REQUIRED TASK >> Repeat the listing exactly as given, omitting every image.

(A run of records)

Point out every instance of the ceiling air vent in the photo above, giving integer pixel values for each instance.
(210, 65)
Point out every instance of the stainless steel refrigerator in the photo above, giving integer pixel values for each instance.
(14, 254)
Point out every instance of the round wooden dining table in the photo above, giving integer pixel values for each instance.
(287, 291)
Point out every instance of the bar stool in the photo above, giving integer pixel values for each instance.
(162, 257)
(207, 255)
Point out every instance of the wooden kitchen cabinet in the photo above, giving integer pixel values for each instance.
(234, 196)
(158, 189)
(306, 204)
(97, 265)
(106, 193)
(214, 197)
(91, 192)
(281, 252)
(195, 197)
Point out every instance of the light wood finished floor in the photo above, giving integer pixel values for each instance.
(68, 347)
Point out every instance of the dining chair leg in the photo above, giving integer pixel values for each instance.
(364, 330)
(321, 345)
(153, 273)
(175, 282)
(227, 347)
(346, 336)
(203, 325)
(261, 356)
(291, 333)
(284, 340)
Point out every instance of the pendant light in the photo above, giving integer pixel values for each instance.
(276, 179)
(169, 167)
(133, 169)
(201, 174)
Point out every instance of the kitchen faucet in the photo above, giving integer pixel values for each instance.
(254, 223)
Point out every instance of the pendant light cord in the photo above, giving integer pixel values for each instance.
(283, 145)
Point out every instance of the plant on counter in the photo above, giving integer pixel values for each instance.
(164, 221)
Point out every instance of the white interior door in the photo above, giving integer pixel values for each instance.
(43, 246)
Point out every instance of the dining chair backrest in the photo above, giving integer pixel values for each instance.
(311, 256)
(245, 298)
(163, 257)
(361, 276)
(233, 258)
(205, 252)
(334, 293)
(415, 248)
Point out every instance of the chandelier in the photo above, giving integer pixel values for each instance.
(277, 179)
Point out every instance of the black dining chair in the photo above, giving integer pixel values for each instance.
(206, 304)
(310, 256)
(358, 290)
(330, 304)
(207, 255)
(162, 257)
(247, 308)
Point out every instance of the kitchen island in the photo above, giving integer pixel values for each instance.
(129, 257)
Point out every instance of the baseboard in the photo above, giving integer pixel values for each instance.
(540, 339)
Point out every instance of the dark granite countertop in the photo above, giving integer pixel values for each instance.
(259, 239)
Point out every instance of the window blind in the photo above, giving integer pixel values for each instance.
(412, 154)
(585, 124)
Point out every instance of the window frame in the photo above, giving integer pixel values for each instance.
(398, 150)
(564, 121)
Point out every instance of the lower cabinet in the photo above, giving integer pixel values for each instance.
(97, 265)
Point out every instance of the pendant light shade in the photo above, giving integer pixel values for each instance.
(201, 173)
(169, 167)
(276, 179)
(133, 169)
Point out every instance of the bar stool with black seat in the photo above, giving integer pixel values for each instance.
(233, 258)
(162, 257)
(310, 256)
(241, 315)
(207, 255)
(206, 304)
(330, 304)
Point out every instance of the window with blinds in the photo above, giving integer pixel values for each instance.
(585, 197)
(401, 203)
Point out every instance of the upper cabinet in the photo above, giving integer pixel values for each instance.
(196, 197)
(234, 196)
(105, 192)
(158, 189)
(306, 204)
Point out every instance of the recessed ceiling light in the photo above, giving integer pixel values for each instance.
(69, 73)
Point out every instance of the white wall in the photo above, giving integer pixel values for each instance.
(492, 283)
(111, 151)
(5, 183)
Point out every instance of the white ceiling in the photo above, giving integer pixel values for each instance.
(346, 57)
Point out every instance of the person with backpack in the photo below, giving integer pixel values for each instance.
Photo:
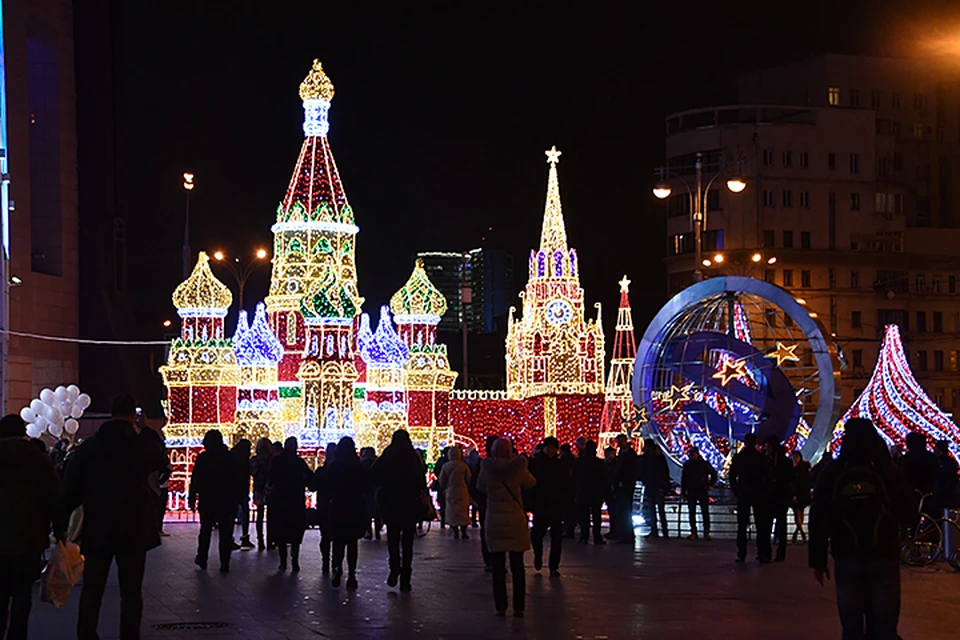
(859, 504)
(750, 481)
(697, 478)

FINAL RESULT >>
Point out every instance of the ceiling air vent in the photo above, giving integer pixel values for each instance.
(210, 65)
Point out every instance of the stainless steel refrigerator in the photo above, giving integer pixel values for each instance.
(14, 254)
Point out every instance of the round wooden dining table in the photo above, giving integer pixel values for each instance.
(287, 291)
Point out every instance of the bar stool in the photo above, giving integer pixel values for each instance.
(162, 257)
(207, 255)
Point out every instance of the wooden kitchen cabinet in the photo above, giving integer pixel values for each instance.
(234, 196)
(158, 189)
(306, 204)
(97, 265)
(106, 193)
(214, 197)
(91, 192)
(281, 252)
(195, 197)
Point out every instance of the light wood finished floor in the photo above, giving integer pixel values for each instance.
(68, 347)
Point out every instance of the dining chair leg in the photo above, giving integer pixel values for each instance.
(364, 330)
(321, 345)
(153, 273)
(175, 282)
(227, 347)
(346, 336)
(203, 325)
(261, 356)
(291, 333)
(284, 340)
Point out every instance of the pendant light in the photo above, giving integer pixel values for each instance.
(276, 179)
(169, 167)
(133, 169)
(201, 174)
Point out every instance of the kitchen faucet in the photo above, giving integer pixel values for each instance.
(254, 223)
Point out every instance of the pendant light cord in the photo above, giving integer pixel values for each instance.
(283, 145)
Point out every instance of the plant on counter in the photo above, giving integer pixel values for each instance.
(164, 221)
Point out every instance of the white interior door in the photo above, giving integer pixel values for each instance.
(43, 246)
Point out every instance of the dining chair backrest in the photo above, giving integer pixel values for each instance.
(311, 256)
(245, 298)
(163, 257)
(361, 276)
(233, 258)
(205, 252)
(334, 293)
(415, 248)
Point out every instance of the chandelier in the photo above, giving integer pixel values for each instance.
(277, 179)
Point out every instance of the black dining chair in the photo above, giving integer pixel values for each instance.
(206, 304)
(310, 256)
(358, 290)
(330, 304)
(207, 255)
(162, 257)
(247, 308)
Point out every instance of the kitchen island in the photo above, giving integer pixel values for each instance.
(129, 257)
Point out every instance of the baseboard in the photo above, giving integer pixel values for each instance.
(540, 339)
Point out every instance of the dark granite countertop in the photo above, giving integer pixel values for each instance.
(259, 239)
Point out every instance of the window blind in the photo above, giving integer pixel values for each instance.
(412, 154)
(585, 124)
Point out every instance of the window frame in the photo above, giving integer pixel values for each instance.
(398, 150)
(564, 121)
Point out every instance of the lower cabinet in the photo above, giving integer pixel values for each instance.
(97, 265)
Point out every instance of the pendant light shade in the photo above, giving integer pixel values for each instance.
(201, 173)
(169, 167)
(276, 179)
(133, 169)
Point out every instance of the bar stool with black seat in the photo above, giving integer pixel values for each instance.
(233, 258)
(162, 257)
(310, 256)
(241, 315)
(207, 255)
(206, 304)
(330, 304)
Point out every instance of the window with blinds in the photo above, giving integer pixel values for each instance.
(585, 197)
(401, 203)
Point out every instance of the upper cabinet in the photo above, giving integer pixel values for each instance.
(196, 197)
(234, 196)
(105, 192)
(158, 189)
(306, 204)
Point out every instance of the recessed ceiling light in the photo above, giving integer pixel values for each instance.
(69, 73)
Point out every instance of the white wall in the photo above, giving integer pixel values for each instance.
(492, 283)
(111, 151)
(5, 183)
Point out every instance of the white ceiling in the photo above, giving integer pixel values for each instance.
(346, 57)
Point out every instance of the person with backpack in the photo below, giving integer pixel values for each instance.
Photo:
(859, 504)
(750, 481)
(697, 478)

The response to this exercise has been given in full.